*** DATA LISTING
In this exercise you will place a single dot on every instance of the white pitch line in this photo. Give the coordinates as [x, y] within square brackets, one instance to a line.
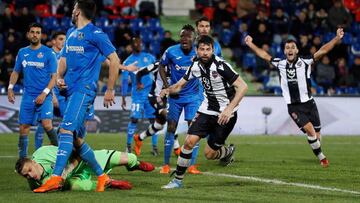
[279, 182]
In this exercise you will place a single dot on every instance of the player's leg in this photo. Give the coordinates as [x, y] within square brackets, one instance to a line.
[39, 136]
[46, 116]
[136, 114]
[27, 115]
[173, 118]
[190, 111]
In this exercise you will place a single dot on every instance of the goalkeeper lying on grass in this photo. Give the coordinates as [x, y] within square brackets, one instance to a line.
[77, 174]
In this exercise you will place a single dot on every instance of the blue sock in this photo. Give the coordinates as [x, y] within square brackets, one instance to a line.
[131, 130]
[194, 154]
[23, 145]
[168, 144]
[154, 138]
[39, 136]
[87, 154]
[64, 152]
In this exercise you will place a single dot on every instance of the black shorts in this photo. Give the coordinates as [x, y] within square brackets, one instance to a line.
[304, 113]
[203, 125]
[155, 104]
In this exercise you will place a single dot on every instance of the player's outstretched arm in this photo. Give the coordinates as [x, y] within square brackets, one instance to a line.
[109, 97]
[13, 79]
[240, 90]
[259, 52]
[330, 45]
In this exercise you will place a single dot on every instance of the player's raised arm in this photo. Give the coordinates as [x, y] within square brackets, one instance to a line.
[259, 52]
[330, 45]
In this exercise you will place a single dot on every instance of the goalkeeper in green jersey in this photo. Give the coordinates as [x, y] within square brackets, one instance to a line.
[77, 174]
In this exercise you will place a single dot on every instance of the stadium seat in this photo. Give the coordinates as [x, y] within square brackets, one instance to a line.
[65, 23]
[249, 60]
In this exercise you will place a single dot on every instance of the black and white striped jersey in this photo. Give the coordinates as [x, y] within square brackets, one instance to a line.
[217, 79]
[295, 79]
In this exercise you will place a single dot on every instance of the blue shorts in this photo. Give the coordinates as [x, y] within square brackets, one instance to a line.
[142, 109]
[78, 106]
[31, 114]
[176, 107]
******
* **PROBLEM TO WORK ON**
Rewrite all of the records above as a two-column CSV with the header instruction,coordinates and one row per record. Put each field in double quotes, replace line breaks inside a field with spaces, and omit the pictures.

* **FULL RESPONSE**
instruction,coordinates
"In this exercise you will place a single dot on every instance of the white pitch line in this photo. Give the coordinates as [x, y] within square brackets, one instance to a line.","[279, 182]"
"In this exercise you will place a single dot on every instance of the player's leg in this photo. Give the coordinates as [x, y] within square brackets, one instance to a line.","[39, 136] [46, 116] [136, 114] [27, 115] [173, 118] [190, 111]"
"In this exercise you will place a single dot on every instance of the goalkeeper lying on grass in this photo. Give the coordinates as [x, y] within square brackets, one instance to a line.","[77, 174]"
"In this exercise you will place a single dot on every instance of the blue sock in this photo. Give the coordinates as [x, y] within square brackets, one instance to a line.","[131, 130] [194, 154] [23, 145] [168, 144] [154, 138] [39, 136] [87, 154] [64, 152]"
"In this exercise you will place a single dot on every instance of the black shorts in this photo. Give the coordinates as [x, y] within square brackets, one instance to a line.","[304, 113] [203, 125] [155, 104]"
"In this exercise you will place a single dot on every instance of the player's outstretched arm in this photo. Give the coordinates as [x, y] within square brackets, one instance to a line.","[109, 97] [13, 79] [240, 90] [259, 52] [330, 45]"
"In this exercise you will place a single dot on every instance of the player's raised arm in this photo. Give the coordinates as [x, y] within square brackets, one instance to a line.","[259, 52] [330, 45]"
"In this exercise you will place a single dot on every instance of the goalkeeper in green jersey in this photo. Give the coordinates as [x, y] within square brackets, one instance to a line.","[77, 174]"
"In this exercise you will place a single dot on every instance of the stadium seat in this photo. Give the coordinates as [x, y] within square brackets, one instance to a line.","[65, 23] [249, 60]"
"In this exercise you will place a single dot on every instance of the black and white striped jersey in this photo. Give the coordinates as [x, y] within square brackets, one instance to a line.","[217, 79] [295, 79]"
"In this exercise you will place a single dot on every instance of the blue shorts in this photo. Give the coordinates as [x, y] within square brackets, one instance to a line.","[142, 109] [78, 106] [31, 114] [176, 107]"